__What to produce__
Type every record exactly as it appears.

start Information provided

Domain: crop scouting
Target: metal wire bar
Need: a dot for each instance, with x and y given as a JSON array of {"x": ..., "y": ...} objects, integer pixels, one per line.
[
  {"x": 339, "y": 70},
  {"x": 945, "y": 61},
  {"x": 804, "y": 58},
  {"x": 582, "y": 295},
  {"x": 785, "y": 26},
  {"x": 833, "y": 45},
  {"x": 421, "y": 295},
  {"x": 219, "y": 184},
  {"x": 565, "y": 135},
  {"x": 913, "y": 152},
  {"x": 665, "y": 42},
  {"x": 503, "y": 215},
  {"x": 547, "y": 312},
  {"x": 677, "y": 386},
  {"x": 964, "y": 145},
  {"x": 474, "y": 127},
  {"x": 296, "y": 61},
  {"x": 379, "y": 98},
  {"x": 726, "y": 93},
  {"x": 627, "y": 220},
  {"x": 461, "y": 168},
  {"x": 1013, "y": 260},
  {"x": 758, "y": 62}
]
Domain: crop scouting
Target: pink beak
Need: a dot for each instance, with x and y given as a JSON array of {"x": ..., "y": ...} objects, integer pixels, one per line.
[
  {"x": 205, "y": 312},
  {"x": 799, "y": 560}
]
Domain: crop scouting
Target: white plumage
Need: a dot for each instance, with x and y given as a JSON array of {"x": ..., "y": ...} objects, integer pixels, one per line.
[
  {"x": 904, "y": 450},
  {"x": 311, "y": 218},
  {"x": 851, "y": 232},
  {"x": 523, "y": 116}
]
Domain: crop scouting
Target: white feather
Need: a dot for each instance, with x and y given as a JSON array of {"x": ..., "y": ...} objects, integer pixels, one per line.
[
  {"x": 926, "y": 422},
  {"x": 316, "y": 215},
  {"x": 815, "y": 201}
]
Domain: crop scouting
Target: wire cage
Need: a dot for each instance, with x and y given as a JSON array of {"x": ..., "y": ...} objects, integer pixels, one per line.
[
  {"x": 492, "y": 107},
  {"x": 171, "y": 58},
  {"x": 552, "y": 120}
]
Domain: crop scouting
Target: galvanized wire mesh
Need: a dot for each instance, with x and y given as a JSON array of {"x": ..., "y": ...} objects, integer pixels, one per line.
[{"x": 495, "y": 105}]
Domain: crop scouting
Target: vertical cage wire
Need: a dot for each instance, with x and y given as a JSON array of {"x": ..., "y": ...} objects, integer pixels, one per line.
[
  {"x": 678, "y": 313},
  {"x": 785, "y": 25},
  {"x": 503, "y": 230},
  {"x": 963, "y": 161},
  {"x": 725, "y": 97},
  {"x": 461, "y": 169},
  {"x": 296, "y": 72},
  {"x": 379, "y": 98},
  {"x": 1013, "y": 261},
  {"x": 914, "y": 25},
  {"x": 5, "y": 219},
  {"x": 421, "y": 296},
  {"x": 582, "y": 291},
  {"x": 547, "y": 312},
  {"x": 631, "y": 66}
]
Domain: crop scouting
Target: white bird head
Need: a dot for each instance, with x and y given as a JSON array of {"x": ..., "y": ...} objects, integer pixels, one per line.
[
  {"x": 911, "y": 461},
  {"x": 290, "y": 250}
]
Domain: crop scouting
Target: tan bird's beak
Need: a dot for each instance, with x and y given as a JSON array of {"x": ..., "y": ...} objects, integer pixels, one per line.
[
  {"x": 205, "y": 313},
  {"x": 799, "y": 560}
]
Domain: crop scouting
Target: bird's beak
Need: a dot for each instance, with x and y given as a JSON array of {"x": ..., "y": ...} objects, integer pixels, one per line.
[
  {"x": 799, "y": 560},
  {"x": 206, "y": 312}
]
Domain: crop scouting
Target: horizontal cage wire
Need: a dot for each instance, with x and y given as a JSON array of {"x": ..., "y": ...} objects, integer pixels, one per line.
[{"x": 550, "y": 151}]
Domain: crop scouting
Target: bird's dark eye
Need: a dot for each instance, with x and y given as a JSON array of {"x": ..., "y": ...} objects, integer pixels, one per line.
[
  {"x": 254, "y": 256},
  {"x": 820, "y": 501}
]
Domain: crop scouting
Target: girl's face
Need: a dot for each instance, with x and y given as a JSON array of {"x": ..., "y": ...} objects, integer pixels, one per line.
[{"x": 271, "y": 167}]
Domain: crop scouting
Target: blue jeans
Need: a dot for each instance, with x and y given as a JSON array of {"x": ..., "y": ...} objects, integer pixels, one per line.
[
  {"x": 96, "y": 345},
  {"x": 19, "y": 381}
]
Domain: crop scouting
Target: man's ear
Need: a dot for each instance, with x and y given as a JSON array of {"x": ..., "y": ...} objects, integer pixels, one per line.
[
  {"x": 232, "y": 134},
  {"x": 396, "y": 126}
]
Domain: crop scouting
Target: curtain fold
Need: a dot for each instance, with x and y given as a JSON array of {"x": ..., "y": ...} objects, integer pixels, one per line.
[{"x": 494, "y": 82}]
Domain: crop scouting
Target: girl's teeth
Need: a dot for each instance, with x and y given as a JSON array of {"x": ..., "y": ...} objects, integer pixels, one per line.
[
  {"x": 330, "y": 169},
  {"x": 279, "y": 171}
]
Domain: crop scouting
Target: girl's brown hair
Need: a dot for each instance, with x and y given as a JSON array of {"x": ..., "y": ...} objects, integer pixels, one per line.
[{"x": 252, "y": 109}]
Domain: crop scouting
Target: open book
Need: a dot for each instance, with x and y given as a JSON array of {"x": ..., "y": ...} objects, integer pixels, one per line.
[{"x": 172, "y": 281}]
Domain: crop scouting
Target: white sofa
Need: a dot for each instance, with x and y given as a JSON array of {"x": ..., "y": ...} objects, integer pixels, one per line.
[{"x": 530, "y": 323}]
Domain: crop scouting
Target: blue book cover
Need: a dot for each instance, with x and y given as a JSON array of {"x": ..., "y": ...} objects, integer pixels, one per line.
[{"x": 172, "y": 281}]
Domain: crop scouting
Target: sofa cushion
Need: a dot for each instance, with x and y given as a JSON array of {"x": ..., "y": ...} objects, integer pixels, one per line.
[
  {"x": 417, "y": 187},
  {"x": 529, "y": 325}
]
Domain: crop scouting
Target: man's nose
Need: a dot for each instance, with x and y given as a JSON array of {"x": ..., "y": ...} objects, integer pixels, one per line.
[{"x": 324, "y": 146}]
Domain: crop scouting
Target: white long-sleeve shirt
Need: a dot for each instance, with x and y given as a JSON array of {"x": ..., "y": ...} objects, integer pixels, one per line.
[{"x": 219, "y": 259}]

end Information provided

__The result__
Domain: crop scouting
Target: metal wire bar
Need: a dot for each instance, with x and y given as a JSON array of {"x": ..., "y": ...} objects, integer pixels, one per line.
[
  {"x": 339, "y": 70},
  {"x": 945, "y": 61},
  {"x": 804, "y": 58},
  {"x": 582, "y": 295},
  {"x": 785, "y": 26},
  {"x": 833, "y": 45},
  {"x": 421, "y": 295},
  {"x": 219, "y": 184},
  {"x": 565, "y": 135},
  {"x": 913, "y": 152},
  {"x": 665, "y": 42},
  {"x": 503, "y": 215},
  {"x": 547, "y": 312},
  {"x": 677, "y": 386},
  {"x": 964, "y": 145},
  {"x": 474, "y": 127},
  {"x": 296, "y": 61},
  {"x": 379, "y": 98},
  {"x": 726, "y": 93},
  {"x": 627, "y": 220},
  {"x": 461, "y": 168},
  {"x": 1013, "y": 260},
  {"x": 758, "y": 62}
]
Domain: crop scouting
Target: pink beak
Need: a dot for each instance, with x and y given as a JSON array of {"x": ..., "y": ...} objects, integer pixels, one per line.
[
  {"x": 205, "y": 312},
  {"x": 799, "y": 560}
]
Domain: crop scouting
Target: white plumage
Need: a dot for each instance, with x and y given as a JSON array of {"x": ..., "y": ...} objects, integer pixels, one per line.
[
  {"x": 904, "y": 450},
  {"x": 311, "y": 218},
  {"x": 851, "y": 232},
  {"x": 523, "y": 116}
]
Domain: crop scouting
Target: white feather
Need: a dot for each instance, with x and y given as a JSON array of {"x": ..., "y": ...} objects, integer pixels, one per line.
[
  {"x": 926, "y": 422},
  {"x": 316, "y": 215},
  {"x": 815, "y": 201}
]
Domain: crop scouting
Target: wire cage
Need: a dot for each instance, with x and y given as a JSON array of {"x": ..., "y": ...} objects, integer pixels, one per line.
[
  {"x": 492, "y": 107},
  {"x": 171, "y": 58},
  {"x": 552, "y": 120}
]
Domain: crop scouting
Target: galvanized wire mesh
Need: a dot for each instance, with x and y given as a JSON array of {"x": ..., "y": ...} objects, integer pixels, one per line.
[{"x": 495, "y": 105}]
Domain: crop scouting
Target: vertical cage wire
Need: a dot for each instance, with x and y given as a JSON array of {"x": ..., "y": ...} objects, integer pixels, one per line.
[
  {"x": 678, "y": 313},
  {"x": 785, "y": 25},
  {"x": 503, "y": 230},
  {"x": 963, "y": 161},
  {"x": 725, "y": 97},
  {"x": 461, "y": 169},
  {"x": 296, "y": 72},
  {"x": 379, "y": 98},
  {"x": 1013, "y": 261},
  {"x": 914, "y": 25},
  {"x": 5, "y": 219},
  {"x": 421, "y": 296},
  {"x": 582, "y": 291},
  {"x": 547, "y": 312},
  {"x": 631, "y": 66}
]
Domain: crop scouting
Target: white bird head
Need: a dot for each instance, with x and y given as a JSON array of {"x": ..., "y": ...} objects, integer pixels, one per line.
[
  {"x": 911, "y": 461},
  {"x": 290, "y": 250}
]
Domain: crop scouting
Target: tan bird's beak
Need: a dot for each instance, with x and y given as a JSON array of {"x": ..., "y": ...} objects, integer pixels, one per line.
[
  {"x": 205, "y": 313},
  {"x": 799, "y": 560}
]
Domain: crop scouting
Target: bird's beak
Need: a dot for each instance, with x and y given as a JSON array of {"x": ..., "y": ...} objects, integer pixels, one per line.
[
  {"x": 799, "y": 560},
  {"x": 206, "y": 312}
]
Domain: crop scouting
Target: horizontal cage wire
Need: a dot for each instance, with x and y given as a JSON array of {"x": ..., "y": ...} objects, integer pixels, one per line.
[{"x": 550, "y": 151}]
Domain: crop scouting
Target: bird's dark eye
Need: a dot for each instance, with x and y given as a JSON array of {"x": ..., "y": ...} objects, integer pixels, one per line.
[
  {"x": 254, "y": 256},
  {"x": 820, "y": 501}
]
Domain: crop scouting
Target: girl's face
Need: a dot for each instance, with x and y given as a JSON array of {"x": ..., "y": ...} objects, integer pixels, one per line.
[{"x": 271, "y": 167}]
Domain: crop scouting
Target: blue jeans
Need: a dot for each instance, with x and y given as a JSON array of {"x": ..., "y": ...} objects, integer pixels, one per line.
[
  {"x": 96, "y": 345},
  {"x": 19, "y": 381}
]
Domain: crop scouting
Target: man's ear
Need: a dot for each instance, with x and y given as a JSON array of {"x": ..., "y": ...} objects, integer pixels, one per line.
[
  {"x": 232, "y": 134},
  {"x": 396, "y": 126}
]
Domain: crop scouting
Target: curtain fold
Need: a dot for each instance, with x and y given as a JSON array of {"x": ..., "y": ...} objects, integer pixels, one per line.
[{"x": 494, "y": 82}]
Domain: crop scouting
Target: girl's teeth
Need: a dot for each instance, with x and y given as a JSON array of {"x": ..., "y": ...} objects, integer pixels, one per line.
[
  {"x": 330, "y": 169},
  {"x": 279, "y": 171}
]
Domain: crop scouting
Target: girl's brown hair
Need: a dot for each instance, with x and y given as a JSON array of {"x": ..., "y": ...} objects, integer pixels, one per line.
[{"x": 252, "y": 109}]
Domain: crop scouting
Target: open book
Need: a dot for each instance, with x and y given as a JSON array of {"x": ..., "y": ...} objects, integer pixels, one per line.
[{"x": 172, "y": 281}]
Domain: crop scouting
Target: white sofa
Need: a dot for each instance, with x and y given as a JSON array of {"x": ..., "y": ...} objects, integer pixels, one per line.
[{"x": 530, "y": 323}]
Domain: crop scouting
Target: blue book cover
Need: a dot for each instance, with x and y given as a JSON array of {"x": ..., "y": ...} objects, integer pixels, one per line.
[{"x": 172, "y": 281}]
Domain: crop scouting
Target: sofa cushion
Need: a dot for each instance, with x and y given as a JSON array of {"x": ..., "y": ...} objects, integer pixels, one per line.
[
  {"x": 417, "y": 187},
  {"x": 529, "y": 325}
]
Domain: crop scouting
Target: man's nose
Need: a dot for each instance, with x and y given as a JSON array of {"x": ..., "y": ...} objects, integer pixels, one per line.
[{"x": 324, "y": 146}]
Domain: crop scouting
Target: white long-sleeve shirt
Need: a dot for each instance, with x and y given as a JSON array of {"x": ..., "y": ...} objects, integer pixels, one per line.
[{"x": 219, "y": 259}]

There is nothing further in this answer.